TASK TO CARRY OUT - Keep only the lines of the data below that contain "house", and copy them.

[Records from a data source]

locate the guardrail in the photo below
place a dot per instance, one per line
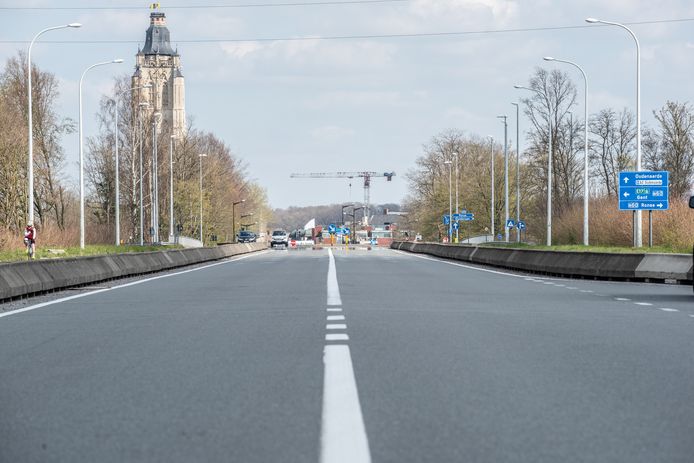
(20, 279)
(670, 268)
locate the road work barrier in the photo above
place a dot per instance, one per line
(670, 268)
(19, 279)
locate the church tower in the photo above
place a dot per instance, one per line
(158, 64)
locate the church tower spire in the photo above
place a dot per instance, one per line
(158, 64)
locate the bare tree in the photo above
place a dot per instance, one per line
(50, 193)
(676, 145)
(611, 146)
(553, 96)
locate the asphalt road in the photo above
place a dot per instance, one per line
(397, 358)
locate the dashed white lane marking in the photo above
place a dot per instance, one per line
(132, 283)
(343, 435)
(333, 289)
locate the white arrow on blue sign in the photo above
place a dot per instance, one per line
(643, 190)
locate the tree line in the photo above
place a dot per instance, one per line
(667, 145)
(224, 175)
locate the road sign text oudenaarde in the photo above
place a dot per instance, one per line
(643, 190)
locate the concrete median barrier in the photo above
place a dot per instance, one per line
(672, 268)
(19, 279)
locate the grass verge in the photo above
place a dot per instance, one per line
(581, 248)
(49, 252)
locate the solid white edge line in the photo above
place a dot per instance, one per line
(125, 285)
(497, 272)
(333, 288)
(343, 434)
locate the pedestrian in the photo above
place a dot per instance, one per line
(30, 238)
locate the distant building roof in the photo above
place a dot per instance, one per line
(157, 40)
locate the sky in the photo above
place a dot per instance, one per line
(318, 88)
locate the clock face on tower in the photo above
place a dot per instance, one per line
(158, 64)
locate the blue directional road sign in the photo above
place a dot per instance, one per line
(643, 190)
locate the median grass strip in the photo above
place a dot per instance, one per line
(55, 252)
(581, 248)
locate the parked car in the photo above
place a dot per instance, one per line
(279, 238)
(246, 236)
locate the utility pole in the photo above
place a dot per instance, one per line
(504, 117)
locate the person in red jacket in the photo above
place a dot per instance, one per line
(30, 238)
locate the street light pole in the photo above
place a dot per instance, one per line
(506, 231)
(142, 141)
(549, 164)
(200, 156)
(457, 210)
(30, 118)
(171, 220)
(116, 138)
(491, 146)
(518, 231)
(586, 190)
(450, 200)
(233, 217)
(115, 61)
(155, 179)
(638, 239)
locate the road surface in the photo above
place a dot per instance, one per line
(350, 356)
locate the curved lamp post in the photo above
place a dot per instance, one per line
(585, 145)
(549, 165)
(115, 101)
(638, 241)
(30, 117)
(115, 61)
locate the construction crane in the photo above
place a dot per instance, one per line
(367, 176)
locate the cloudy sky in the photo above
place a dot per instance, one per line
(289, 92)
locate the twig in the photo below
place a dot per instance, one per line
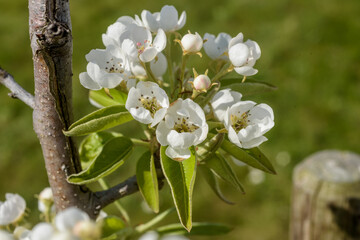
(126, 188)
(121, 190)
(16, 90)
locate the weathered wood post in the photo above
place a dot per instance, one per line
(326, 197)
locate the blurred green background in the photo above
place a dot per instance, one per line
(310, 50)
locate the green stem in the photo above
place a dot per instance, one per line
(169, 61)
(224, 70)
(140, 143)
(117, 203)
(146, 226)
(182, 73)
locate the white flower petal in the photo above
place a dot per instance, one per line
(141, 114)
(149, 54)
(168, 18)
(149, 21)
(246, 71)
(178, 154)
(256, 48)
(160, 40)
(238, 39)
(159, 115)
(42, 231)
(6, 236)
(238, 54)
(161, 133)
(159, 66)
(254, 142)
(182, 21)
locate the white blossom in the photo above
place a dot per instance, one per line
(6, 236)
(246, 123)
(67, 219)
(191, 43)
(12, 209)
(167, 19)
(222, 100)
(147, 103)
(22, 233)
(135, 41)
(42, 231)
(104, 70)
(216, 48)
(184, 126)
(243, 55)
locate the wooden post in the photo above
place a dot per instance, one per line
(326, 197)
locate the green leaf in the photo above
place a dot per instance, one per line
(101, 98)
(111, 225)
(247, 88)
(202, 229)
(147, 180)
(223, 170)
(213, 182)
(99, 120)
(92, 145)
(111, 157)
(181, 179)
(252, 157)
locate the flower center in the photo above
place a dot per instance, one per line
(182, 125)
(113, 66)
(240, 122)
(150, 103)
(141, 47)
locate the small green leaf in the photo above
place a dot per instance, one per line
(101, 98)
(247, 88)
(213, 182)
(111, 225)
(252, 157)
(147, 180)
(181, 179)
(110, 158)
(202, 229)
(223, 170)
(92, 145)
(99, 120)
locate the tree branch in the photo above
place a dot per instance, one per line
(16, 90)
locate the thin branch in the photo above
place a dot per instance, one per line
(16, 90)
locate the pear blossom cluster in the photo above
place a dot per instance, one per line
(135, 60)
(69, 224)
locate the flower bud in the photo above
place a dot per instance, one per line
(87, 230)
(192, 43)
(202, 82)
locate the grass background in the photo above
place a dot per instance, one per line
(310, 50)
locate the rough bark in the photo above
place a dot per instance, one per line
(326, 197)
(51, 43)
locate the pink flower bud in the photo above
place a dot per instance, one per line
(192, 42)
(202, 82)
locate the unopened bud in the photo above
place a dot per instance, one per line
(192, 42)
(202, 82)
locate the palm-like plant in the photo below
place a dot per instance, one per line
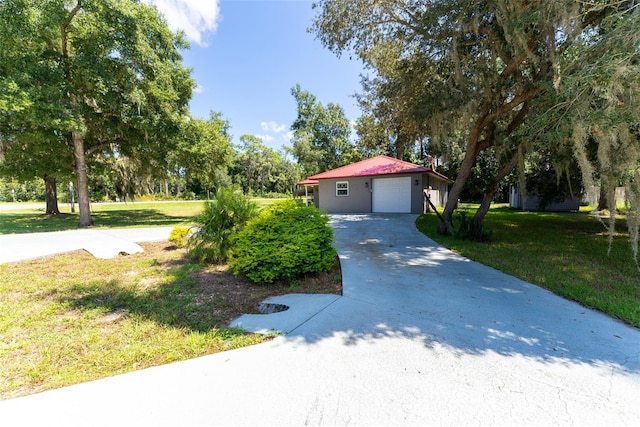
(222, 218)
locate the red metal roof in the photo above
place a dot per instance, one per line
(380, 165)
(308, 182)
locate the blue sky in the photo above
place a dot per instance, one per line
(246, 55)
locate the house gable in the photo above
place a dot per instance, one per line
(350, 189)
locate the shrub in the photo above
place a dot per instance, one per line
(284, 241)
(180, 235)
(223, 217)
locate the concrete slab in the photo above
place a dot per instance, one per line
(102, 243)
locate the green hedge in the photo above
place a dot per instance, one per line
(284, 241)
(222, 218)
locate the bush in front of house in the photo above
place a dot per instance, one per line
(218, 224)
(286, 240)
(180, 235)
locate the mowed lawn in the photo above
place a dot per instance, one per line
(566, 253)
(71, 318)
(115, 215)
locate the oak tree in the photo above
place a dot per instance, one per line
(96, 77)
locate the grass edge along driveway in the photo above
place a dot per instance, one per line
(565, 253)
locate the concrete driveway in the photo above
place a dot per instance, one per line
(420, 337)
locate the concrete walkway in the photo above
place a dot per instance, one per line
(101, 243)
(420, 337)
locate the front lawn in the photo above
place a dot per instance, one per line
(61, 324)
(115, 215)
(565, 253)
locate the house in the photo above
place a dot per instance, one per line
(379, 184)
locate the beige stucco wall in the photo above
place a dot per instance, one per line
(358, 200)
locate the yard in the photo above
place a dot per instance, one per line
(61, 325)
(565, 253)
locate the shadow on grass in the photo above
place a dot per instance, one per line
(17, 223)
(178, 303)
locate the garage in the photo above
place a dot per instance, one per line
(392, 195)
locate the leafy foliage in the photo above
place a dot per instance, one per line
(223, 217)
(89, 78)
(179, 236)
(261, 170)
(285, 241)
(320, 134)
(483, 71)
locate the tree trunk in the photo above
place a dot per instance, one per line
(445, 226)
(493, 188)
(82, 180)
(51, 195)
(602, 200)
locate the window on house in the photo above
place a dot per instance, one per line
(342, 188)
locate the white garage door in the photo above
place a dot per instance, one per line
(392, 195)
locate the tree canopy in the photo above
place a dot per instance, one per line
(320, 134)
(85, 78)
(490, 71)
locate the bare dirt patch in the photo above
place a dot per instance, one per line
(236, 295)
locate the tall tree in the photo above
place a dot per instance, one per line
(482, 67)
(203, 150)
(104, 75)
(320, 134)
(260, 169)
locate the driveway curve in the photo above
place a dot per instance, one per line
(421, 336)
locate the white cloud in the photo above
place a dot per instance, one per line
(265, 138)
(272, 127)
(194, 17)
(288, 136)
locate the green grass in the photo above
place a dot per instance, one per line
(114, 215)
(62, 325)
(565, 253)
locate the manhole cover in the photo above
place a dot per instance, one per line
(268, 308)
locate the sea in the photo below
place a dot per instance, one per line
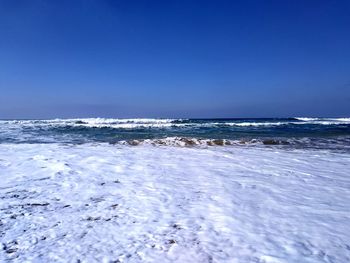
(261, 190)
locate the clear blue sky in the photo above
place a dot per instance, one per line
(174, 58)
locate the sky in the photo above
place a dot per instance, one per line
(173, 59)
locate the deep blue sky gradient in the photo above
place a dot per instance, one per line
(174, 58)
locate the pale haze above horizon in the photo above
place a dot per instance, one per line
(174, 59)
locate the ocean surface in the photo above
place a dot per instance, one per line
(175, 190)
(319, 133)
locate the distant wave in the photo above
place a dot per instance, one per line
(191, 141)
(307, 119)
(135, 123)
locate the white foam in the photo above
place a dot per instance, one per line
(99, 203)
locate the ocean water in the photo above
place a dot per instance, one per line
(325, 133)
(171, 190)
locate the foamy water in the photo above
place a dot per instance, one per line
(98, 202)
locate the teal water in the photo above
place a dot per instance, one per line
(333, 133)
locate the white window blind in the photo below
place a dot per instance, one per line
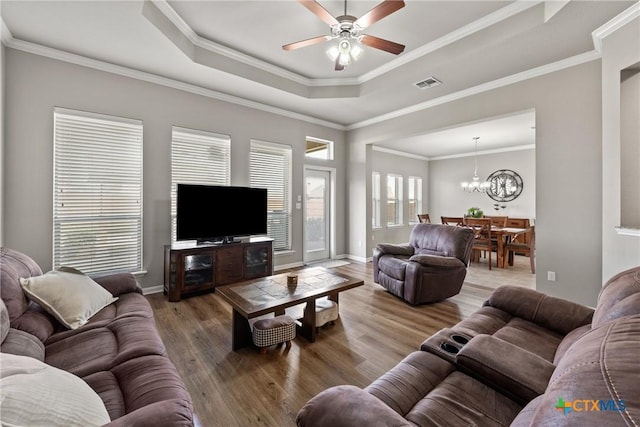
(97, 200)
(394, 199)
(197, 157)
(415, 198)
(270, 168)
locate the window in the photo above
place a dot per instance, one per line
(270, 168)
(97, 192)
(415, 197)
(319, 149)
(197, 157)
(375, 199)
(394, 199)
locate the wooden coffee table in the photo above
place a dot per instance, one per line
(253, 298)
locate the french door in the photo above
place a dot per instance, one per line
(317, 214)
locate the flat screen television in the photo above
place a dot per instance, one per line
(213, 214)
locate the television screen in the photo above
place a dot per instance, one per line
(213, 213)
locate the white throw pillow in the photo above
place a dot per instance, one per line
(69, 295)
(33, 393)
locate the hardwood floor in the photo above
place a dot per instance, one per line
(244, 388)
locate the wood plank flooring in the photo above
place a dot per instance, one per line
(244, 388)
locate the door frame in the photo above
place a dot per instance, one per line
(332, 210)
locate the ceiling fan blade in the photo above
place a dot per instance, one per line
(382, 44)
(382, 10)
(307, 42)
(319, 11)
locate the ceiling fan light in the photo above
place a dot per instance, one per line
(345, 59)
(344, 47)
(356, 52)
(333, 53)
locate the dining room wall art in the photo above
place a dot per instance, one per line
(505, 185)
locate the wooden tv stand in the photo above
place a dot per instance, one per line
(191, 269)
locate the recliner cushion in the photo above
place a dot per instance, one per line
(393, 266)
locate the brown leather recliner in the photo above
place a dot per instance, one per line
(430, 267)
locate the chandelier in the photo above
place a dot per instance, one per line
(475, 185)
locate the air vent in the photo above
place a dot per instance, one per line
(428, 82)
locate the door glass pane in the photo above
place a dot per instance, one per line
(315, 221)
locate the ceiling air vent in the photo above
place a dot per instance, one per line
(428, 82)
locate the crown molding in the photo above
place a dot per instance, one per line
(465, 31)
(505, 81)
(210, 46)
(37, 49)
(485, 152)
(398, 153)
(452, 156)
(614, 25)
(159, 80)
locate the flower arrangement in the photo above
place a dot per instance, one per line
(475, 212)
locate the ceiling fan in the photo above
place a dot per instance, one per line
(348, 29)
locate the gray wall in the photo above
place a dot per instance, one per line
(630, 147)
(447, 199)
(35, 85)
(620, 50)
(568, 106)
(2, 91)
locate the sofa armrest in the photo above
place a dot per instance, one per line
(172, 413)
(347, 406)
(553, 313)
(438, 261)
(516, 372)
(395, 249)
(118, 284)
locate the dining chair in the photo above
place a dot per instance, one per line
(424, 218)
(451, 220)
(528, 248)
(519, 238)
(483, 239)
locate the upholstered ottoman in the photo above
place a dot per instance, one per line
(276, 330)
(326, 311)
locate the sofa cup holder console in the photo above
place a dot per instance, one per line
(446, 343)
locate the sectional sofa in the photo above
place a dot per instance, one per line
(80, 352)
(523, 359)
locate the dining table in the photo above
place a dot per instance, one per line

REPLY -
locate the house gable in the photo above
locate the bush in front of house in the photo above
locate the house in the photo above
locate the window on house in the photo above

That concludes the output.